_GOAL A_
Write out the forum thread exactly, from beginning to end.

_EXTRACT PROVIDED_
>>>>>

If I could get one in my size, I think I would buy one. Would make me feel a lot more secure even when just hacking alone. I had a 'moment' yesterday, which just made me think I could be in a bad way for hours before someone found me, so a little bit more safety equipment isn't a bad idea!


----------



## mil1212 (27 January 2012)

Just wanted to ask - has anyone fallen off in an exo? Wondered if it felt any different because of the cage? They are such a good idea, such a shame they havent taken off.


----------



## SpottedCat (27 January 2012)

mil1212 said:



			Just wanted to ask - has anyone fallen off in an exo? Wondered if it felt any different because of the cage? They are such a good idea, such a shame they havent taken off.
		
Click to expand...

Yes, I have, and no, it didn't! Though I didn't have a bruise on me where the exo sits (I went into a XC fence), and I hurt less than similar falls with my normal BP in the past.


----------



## daisycrazy (27 January 2012)

I'd love one as I think it would make me feel a lot more confident, having already had one rotational fall. Pm, please, anyone? I suspect short is going to be too short, but worth a punt anyway.


----------



## mil1212 (27 January 2012)

SpottedCat said:



			Yes, I have, and no, it didn't! Though I didn't have a bruise on me where the exo sits (I went into a XC fence), and I hurt less than similar falls with my normal BP in the past.
		
Click to expand...

<<<<<

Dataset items
>>>>>

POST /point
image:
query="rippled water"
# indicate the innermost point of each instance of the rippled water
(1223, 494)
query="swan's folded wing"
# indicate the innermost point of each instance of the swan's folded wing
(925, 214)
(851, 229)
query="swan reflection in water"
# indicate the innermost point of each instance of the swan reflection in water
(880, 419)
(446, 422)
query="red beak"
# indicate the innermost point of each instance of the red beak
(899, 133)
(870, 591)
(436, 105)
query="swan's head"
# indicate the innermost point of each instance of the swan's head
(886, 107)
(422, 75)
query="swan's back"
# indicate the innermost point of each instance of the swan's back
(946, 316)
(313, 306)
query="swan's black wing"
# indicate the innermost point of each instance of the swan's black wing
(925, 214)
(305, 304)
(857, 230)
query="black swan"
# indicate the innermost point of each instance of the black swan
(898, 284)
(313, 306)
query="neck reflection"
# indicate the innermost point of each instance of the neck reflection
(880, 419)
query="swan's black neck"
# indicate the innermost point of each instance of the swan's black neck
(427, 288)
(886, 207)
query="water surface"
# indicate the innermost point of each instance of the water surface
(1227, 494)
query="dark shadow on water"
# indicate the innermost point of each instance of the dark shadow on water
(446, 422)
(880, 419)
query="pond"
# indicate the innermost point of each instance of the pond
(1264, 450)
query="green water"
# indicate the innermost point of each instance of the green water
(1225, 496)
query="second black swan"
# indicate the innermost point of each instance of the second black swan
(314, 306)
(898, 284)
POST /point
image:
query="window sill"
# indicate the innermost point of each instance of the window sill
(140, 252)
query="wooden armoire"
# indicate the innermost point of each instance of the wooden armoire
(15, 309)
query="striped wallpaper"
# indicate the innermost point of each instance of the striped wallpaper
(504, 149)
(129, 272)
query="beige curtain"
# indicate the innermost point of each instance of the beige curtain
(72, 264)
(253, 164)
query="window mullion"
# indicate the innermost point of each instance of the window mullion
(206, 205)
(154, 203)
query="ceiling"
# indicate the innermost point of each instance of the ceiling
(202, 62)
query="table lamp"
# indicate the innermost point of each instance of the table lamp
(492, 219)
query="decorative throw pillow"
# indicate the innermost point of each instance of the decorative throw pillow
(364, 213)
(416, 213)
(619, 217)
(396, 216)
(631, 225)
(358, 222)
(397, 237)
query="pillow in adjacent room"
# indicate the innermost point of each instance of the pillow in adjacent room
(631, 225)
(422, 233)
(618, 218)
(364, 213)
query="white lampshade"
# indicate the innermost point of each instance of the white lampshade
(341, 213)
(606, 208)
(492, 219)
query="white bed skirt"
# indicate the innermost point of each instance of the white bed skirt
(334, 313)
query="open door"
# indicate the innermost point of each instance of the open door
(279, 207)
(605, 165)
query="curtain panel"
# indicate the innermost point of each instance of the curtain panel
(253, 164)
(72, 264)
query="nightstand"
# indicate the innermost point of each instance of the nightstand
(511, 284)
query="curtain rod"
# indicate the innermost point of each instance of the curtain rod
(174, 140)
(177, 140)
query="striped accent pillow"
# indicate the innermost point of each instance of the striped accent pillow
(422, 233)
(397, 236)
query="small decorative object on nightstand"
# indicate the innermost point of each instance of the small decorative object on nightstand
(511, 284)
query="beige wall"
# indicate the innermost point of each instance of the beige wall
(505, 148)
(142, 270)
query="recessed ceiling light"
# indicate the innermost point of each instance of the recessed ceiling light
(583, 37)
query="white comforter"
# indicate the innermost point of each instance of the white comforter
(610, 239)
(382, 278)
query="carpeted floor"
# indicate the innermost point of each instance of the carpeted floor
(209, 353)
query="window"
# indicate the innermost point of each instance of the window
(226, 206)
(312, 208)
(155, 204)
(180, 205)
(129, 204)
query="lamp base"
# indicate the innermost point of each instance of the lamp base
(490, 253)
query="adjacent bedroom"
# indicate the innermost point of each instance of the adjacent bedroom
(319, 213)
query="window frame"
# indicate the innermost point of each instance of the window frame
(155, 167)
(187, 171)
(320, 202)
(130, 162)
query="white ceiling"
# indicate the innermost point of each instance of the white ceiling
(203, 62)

<<<<<

_GOAL B_
Give again, unchanged, the part of the dataset items that opens with the first row and closes with the line containing "(1227, 494)". Include both of those lines.

_WORKED SOLUTION A_
If I could get one in my size, I think I would buy one. Would make me feel a lot more secure even when just hacking alone. I had a 'moment' yesterday, which just made me think I could be in a bad way for hours before someone found me, so a little bit more safety equipment isn't a bad idea!


----------



## mil1212 (27 January 2012)

Just wanted to ask - has anyone fallen off in an exo? Wondered if it felt any different because of the cage? They are such a good idea, such a shame they havent taken off.


----------



## SpottedCat (27 January 2012)

mil1212 said:



			Just wanted to ask - has anyone fallen off in an exo? Wondered if it felt any different because of the cage? They are such a good idea, such a shame they havent taken off.
		
Click to expand...

Yes, I have, and no, it didn't! Though I didn't have a bruise on me where the exo sits (I went into a XC fence), and I hurt less than similar falls with my normal BP in the past.


----------



## daisycrazy (27 January 2012)

I'd love one as I think it would make me feel a lot more confident, having already had one rotational fall. Pm, please, anyone? I suspect short is going to be too short, but worth a punt anyway.


----------



## mil1212 (27 January 2012)

SpottedCat said:



			Yes, I have, and no, it didn't! Though I didn't have a bruise on me where the exo sits (I went into a XC fence), and I hurt less than similar falls with my normal BP in the past.
		
Click to expand...

_WORKED SOLUTION B_
POST /point
image:
query="rippled water"
# indicate the innermost point of each instance of the rippled water
(1223, 494)
query="swan's folded wing"
# indicate the innermost point of each instance of the swan's folded wing
(925, 214)
(851, 229)
query="swan reflection in water"
# indicate the innermost point of each instance of the swan reflection in water
(880, 419)
(446, 422)
query="red beak"
# indicate the innermost point of each instance of the red beak
(899, 133)
(870, 591)
(436, 105)
query="swan's head"
# indicate the innermost point of each instance of the swan's head
(886, 107)
(422, 75)
query="swan's back"
# indicate the innermost point of each instance of the swan's back
(946, 316)
(313, 306)
query="swan's black wing"
# indicate the innermost point of each instance of the swan's black wing
(925, 214)
(305, 304)
(857, 230)
query="black swan"
# indicate the innermost point of each instance of the black swan
(898, 284)
(313, 306)
query="neck reflection"
# indicate the innermost point of each instance of the neck reflection
(880, 419)
query="swan's black neck"
# indicate the innermost point of each instance of the swan's black neck
(427, 288)
(886, 207)
query="water surface"
# indicate the innermost point of each instance of the water surface
(1227, 494)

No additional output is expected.